**PROBLEM DETAILS**:
Give back word for word every line from the one that includes "truck rear wheel" through the last line of the listing, and nothing besides.

**DATA**:
Segment Open

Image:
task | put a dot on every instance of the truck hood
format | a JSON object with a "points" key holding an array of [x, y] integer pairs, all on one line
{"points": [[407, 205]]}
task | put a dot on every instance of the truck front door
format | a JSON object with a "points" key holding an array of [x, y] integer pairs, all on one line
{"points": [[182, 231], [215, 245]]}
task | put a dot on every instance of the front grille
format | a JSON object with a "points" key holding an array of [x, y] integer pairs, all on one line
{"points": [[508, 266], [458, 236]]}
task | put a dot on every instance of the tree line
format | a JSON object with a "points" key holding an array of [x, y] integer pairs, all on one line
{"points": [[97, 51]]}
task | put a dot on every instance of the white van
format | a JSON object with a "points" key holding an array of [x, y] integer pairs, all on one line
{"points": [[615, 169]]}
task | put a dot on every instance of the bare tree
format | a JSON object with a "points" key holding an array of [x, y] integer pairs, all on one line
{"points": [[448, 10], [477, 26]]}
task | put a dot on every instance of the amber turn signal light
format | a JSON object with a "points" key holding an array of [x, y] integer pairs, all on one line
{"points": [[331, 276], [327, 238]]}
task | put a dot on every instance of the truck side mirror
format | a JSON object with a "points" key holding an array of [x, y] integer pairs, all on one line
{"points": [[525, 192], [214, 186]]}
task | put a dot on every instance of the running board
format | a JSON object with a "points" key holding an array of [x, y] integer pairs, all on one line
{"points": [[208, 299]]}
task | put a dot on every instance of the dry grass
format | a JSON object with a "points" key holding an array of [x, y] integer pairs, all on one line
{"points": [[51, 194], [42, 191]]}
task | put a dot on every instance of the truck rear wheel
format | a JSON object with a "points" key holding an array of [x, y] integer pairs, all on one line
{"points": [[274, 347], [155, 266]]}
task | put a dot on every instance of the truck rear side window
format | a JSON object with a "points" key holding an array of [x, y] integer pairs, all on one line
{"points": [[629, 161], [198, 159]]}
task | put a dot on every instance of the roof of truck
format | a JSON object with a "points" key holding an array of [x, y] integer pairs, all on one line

Segment Closed

**WRITTEN REPLY**:
task | put a dot on every instance of the truck rear wheel
format | a JSON object with a "points" key holding an array of [x, y] integer pairs, all on one line
{"points": [[274, 347], [155, 266]]}
task | put a dot on every instance of the truck rear side window
format | a JSON object with a "points" key holding an array of [x, y] integer pairs, all on one line
{"points": [[629, 161], [198, 159]]}
task | put a dot on every instance of the roof of truck
format | a JSON object with a "points" key holding an array of [x, y] integer pairs, all on one line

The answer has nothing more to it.